PROBLEM STATEMENT: Except for images, print the whole listing verbatim.

TASK MATERIAL:
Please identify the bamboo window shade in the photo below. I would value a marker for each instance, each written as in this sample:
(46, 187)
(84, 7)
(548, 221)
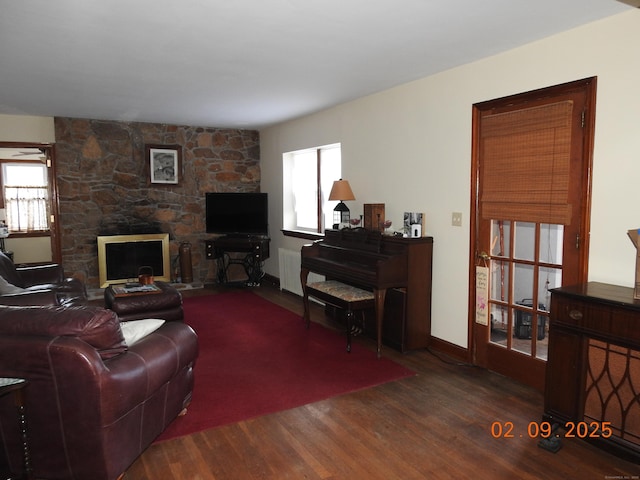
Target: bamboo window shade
(525, 164)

SOLUTION BELOW:
Please identify the bamboo window shade in the photo below. I would value a marker for each instance, each written as in this sample:
(46, 187)
(84, 7)
(548, 221)
Target: bamboo window shade
(525, 164)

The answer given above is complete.